## Work to be completed
Which lines of the entries contain the string "sofa"? Please find them and copy them.

Saved entries:
__________________________________________________
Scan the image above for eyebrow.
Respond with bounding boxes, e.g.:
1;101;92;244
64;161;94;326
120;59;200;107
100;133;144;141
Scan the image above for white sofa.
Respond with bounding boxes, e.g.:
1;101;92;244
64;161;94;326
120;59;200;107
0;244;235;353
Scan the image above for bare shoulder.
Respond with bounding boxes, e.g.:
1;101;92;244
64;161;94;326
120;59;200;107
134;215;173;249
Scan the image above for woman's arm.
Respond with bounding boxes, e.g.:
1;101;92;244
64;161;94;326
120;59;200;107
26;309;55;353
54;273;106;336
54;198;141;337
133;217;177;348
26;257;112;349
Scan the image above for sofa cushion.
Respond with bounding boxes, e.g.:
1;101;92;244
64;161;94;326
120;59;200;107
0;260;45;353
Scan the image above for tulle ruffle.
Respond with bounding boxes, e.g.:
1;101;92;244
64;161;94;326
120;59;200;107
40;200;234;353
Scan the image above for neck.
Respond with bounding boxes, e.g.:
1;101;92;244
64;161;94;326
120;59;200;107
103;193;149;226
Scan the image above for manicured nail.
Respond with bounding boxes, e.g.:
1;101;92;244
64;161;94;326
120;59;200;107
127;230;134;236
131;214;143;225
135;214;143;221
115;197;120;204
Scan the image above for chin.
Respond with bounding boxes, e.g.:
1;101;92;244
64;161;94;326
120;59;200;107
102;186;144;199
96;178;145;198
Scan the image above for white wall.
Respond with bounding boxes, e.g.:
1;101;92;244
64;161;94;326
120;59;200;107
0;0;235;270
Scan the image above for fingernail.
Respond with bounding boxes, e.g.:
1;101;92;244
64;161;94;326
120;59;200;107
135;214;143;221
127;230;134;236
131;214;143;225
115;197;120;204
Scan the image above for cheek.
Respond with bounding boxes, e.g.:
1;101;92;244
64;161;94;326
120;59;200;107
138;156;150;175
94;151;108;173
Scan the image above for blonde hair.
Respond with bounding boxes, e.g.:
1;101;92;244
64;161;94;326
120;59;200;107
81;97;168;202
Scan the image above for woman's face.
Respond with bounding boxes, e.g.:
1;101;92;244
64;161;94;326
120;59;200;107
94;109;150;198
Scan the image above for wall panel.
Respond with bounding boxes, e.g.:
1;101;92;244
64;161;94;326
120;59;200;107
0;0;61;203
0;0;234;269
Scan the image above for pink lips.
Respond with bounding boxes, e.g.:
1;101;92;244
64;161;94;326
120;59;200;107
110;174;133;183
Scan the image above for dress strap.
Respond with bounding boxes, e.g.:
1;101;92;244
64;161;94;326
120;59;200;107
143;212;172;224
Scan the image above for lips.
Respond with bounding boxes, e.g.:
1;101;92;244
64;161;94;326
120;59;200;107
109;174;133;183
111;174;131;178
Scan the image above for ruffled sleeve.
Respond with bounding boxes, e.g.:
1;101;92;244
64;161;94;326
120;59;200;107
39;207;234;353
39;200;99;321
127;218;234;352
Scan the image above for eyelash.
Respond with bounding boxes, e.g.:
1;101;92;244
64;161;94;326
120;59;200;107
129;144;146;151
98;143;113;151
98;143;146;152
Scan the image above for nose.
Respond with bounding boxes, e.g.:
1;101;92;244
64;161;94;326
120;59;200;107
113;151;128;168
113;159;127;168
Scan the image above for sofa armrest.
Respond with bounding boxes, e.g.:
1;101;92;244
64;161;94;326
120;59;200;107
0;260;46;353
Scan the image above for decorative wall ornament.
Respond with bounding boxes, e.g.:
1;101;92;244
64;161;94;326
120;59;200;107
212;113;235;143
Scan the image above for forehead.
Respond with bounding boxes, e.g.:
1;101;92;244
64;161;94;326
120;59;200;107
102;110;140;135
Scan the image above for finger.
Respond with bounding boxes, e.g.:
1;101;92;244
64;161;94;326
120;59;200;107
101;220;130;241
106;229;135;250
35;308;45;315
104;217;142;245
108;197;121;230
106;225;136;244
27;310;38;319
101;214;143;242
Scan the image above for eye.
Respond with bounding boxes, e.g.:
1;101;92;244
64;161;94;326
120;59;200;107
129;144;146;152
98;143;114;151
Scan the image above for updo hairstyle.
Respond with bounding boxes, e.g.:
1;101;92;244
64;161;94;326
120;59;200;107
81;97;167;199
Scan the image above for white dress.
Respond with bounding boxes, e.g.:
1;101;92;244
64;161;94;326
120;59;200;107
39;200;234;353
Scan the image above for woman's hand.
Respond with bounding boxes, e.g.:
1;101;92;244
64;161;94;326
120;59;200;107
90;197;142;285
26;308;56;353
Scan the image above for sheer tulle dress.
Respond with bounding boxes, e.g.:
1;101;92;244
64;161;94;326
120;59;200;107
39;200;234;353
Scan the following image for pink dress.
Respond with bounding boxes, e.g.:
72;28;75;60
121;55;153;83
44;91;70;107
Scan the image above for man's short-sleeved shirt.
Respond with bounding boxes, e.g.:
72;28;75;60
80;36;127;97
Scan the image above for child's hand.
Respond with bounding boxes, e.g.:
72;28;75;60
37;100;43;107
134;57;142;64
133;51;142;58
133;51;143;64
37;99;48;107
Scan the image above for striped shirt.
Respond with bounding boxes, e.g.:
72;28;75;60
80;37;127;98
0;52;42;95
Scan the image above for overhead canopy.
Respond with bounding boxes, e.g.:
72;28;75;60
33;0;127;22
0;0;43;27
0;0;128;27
__________________________________________________
## Result for this exercise
Scan the image above for white sofa.
Scan the image above for sofa cushion.
Scan the image above for sofa armrest.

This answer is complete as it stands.